(Excerpts from a location annotation dataset)
* Start *
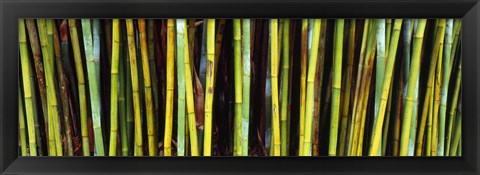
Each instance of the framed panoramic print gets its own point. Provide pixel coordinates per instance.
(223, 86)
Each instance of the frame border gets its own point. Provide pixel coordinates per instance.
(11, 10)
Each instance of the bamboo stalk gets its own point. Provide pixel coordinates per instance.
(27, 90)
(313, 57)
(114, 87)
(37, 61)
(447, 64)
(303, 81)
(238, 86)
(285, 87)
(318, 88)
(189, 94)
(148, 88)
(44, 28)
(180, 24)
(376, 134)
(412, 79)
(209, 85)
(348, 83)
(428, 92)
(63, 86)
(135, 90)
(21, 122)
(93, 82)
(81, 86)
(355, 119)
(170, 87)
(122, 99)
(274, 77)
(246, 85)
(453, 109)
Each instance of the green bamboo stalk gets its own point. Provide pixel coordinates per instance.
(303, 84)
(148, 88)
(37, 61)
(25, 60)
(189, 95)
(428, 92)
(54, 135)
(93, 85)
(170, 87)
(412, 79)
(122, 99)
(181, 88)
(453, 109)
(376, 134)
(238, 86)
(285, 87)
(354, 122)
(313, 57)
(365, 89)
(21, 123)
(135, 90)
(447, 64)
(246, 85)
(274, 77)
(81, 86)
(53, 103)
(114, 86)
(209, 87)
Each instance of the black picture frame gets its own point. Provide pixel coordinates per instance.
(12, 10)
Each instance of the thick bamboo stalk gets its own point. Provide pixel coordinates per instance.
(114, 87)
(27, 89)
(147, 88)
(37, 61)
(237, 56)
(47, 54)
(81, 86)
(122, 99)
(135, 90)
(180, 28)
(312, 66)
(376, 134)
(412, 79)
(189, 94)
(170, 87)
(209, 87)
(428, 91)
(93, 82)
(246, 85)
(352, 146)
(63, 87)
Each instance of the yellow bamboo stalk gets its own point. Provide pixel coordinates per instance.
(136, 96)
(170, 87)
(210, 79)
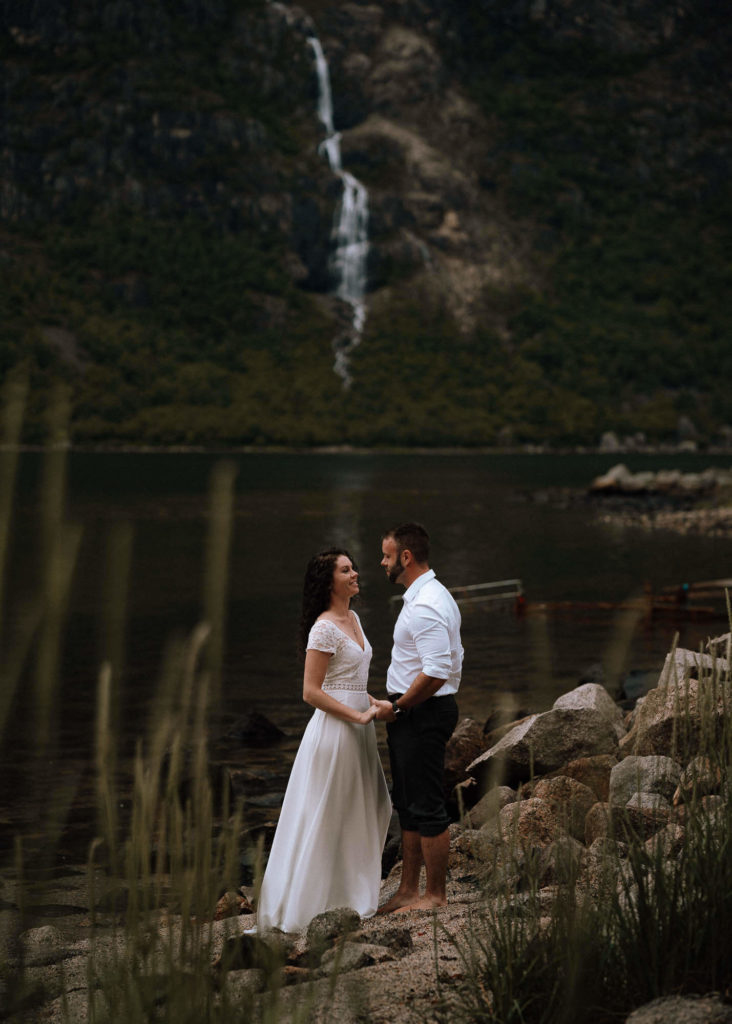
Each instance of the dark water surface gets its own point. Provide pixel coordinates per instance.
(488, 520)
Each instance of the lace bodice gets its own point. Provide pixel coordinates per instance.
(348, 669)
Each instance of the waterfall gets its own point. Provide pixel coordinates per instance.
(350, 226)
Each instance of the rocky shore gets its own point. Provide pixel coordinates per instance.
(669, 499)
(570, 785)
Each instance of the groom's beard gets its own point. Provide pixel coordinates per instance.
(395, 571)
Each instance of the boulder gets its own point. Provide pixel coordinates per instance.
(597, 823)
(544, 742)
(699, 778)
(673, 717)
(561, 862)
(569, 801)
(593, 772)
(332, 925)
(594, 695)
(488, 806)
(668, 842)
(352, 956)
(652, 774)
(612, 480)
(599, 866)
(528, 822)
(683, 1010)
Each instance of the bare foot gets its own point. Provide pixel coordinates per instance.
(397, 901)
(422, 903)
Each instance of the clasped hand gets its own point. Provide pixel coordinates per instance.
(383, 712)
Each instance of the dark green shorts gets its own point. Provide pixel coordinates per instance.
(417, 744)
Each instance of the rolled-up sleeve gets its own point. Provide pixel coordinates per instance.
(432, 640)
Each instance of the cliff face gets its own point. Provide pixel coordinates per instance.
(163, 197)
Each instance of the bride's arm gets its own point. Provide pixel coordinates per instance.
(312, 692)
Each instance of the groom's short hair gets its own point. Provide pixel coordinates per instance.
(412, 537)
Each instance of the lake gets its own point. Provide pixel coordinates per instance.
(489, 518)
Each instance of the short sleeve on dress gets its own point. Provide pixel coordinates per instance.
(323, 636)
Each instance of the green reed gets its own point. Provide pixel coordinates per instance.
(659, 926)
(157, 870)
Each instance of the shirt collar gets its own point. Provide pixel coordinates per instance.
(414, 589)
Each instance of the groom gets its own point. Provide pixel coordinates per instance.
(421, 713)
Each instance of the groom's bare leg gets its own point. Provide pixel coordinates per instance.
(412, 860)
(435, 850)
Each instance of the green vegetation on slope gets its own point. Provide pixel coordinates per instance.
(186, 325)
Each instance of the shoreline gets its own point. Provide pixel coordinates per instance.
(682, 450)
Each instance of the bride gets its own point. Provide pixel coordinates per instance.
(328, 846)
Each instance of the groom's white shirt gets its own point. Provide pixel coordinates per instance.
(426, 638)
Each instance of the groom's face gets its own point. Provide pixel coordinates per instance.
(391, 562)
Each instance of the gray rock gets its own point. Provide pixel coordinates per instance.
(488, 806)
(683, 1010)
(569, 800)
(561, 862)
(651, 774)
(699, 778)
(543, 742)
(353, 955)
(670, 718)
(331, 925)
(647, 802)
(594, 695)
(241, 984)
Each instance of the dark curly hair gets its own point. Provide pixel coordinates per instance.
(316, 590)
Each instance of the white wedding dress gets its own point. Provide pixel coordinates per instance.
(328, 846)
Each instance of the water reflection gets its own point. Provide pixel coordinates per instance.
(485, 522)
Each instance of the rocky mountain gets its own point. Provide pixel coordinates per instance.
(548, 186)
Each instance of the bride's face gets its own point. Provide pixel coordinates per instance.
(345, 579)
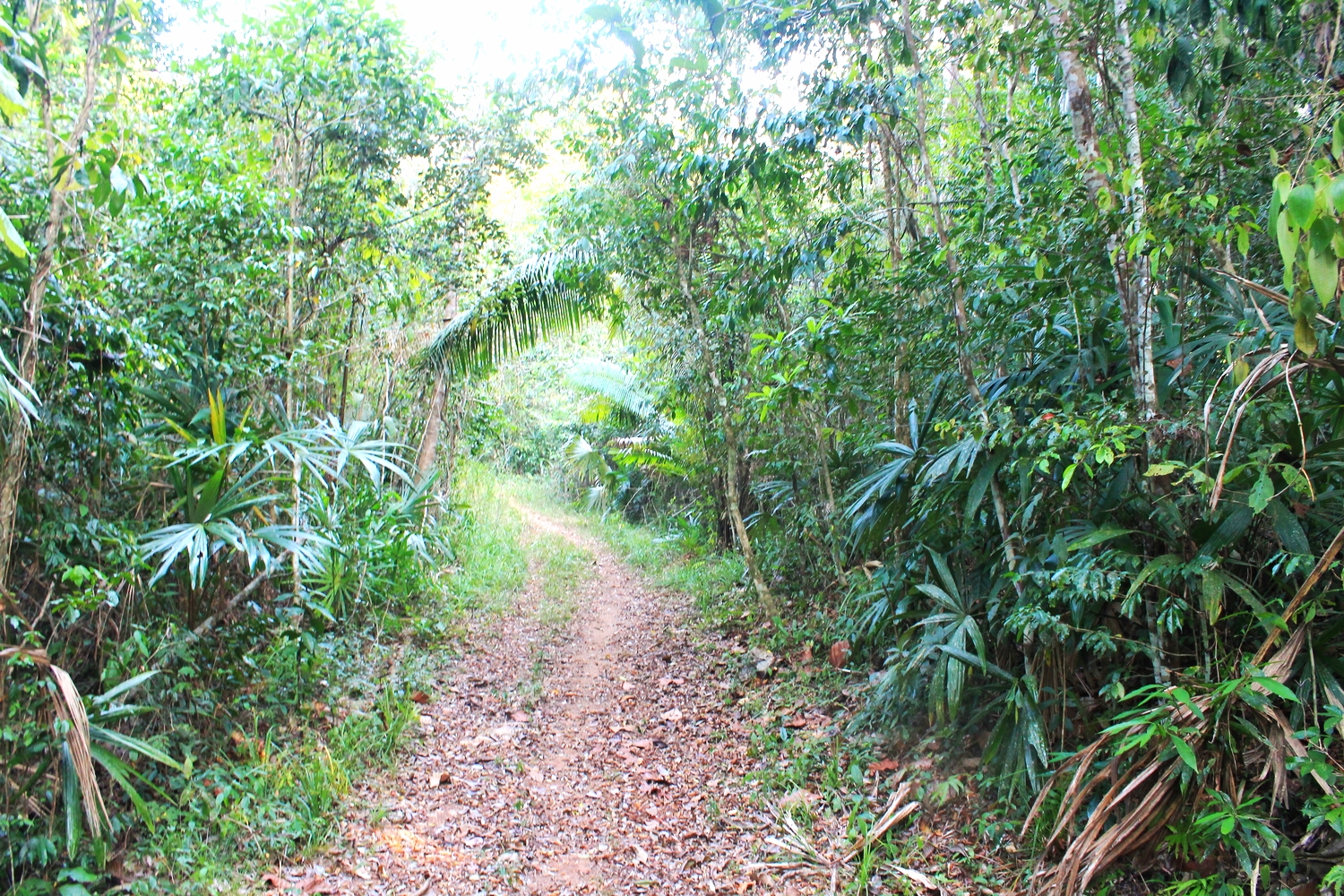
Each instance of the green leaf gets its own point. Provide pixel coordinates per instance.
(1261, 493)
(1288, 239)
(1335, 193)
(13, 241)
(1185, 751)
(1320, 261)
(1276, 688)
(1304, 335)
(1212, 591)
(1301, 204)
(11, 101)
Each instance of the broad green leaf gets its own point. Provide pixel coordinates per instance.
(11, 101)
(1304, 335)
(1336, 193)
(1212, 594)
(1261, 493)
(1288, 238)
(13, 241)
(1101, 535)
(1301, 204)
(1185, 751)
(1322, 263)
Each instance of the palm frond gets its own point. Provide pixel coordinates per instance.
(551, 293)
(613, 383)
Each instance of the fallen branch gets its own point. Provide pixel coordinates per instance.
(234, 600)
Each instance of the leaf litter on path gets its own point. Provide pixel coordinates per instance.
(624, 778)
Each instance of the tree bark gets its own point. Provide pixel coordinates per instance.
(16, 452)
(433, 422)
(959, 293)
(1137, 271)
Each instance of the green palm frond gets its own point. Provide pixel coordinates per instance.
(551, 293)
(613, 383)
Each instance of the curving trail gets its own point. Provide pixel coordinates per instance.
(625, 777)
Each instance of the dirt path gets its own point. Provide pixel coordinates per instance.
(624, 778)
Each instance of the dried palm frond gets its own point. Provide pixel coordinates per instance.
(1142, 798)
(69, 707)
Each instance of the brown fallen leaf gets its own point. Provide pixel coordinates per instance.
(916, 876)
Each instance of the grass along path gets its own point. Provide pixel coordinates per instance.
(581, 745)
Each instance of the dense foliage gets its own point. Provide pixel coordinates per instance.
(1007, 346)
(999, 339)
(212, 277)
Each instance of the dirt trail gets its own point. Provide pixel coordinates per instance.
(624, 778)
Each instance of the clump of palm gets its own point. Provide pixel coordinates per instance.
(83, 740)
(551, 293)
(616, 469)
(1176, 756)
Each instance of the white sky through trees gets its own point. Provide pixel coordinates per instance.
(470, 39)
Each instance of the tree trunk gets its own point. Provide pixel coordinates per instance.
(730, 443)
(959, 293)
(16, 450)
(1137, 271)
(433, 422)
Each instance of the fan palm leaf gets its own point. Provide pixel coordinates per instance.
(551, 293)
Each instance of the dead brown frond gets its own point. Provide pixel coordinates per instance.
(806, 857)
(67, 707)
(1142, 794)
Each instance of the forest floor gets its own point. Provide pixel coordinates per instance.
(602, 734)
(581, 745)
* End *
* Start *
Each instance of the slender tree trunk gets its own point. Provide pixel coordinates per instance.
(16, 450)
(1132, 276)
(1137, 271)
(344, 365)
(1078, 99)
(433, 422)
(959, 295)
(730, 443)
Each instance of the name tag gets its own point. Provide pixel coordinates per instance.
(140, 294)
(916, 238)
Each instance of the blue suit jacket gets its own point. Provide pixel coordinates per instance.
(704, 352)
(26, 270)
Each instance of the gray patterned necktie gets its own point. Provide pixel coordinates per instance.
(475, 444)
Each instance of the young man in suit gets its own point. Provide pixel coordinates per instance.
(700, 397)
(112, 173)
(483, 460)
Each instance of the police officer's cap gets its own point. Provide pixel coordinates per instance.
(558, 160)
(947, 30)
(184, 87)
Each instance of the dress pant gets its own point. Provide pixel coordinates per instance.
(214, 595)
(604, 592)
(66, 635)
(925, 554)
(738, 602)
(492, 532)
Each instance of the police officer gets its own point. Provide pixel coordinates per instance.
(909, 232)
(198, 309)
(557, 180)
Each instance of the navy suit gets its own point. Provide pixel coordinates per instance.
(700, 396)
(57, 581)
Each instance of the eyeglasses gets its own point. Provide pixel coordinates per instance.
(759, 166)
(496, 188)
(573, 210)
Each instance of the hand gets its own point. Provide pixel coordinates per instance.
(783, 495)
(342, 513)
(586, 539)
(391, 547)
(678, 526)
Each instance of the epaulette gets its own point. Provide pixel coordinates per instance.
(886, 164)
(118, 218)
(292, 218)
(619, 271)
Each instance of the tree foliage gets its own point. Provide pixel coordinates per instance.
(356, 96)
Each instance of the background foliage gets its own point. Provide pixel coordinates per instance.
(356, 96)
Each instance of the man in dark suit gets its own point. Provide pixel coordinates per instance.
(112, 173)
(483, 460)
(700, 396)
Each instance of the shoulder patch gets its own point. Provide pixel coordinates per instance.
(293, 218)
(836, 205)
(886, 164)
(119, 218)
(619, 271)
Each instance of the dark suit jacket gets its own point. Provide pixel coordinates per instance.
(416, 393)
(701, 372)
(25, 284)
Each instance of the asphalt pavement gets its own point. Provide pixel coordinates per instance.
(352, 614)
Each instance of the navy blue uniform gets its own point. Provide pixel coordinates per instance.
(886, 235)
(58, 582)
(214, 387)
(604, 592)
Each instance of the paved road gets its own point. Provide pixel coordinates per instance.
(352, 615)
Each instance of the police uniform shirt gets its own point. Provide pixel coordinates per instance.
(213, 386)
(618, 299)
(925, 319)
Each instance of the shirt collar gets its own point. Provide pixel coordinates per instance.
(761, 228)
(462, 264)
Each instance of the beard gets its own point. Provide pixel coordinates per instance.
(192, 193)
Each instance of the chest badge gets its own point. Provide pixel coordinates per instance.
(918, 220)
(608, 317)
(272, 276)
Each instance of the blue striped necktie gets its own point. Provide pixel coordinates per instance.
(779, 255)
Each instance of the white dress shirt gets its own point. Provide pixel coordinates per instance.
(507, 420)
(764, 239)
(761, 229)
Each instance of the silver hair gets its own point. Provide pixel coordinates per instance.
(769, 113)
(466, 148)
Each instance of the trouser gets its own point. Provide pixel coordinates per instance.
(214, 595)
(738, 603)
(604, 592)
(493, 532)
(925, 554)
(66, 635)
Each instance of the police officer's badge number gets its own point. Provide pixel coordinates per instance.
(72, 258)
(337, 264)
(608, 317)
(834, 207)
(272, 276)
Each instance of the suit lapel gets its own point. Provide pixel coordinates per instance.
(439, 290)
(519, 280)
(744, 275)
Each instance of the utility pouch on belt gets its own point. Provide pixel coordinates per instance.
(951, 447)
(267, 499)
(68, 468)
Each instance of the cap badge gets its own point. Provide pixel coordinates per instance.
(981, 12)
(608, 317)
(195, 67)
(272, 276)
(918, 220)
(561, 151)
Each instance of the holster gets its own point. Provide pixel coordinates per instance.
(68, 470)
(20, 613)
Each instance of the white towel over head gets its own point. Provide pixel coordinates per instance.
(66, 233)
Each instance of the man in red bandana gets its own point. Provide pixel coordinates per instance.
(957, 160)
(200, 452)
* End *
Requirements ▸ Count the lines in the material above that contain the string "frond", treating uppercase and lowercase as different, and give only the number.

Solution to the problem ▸ 4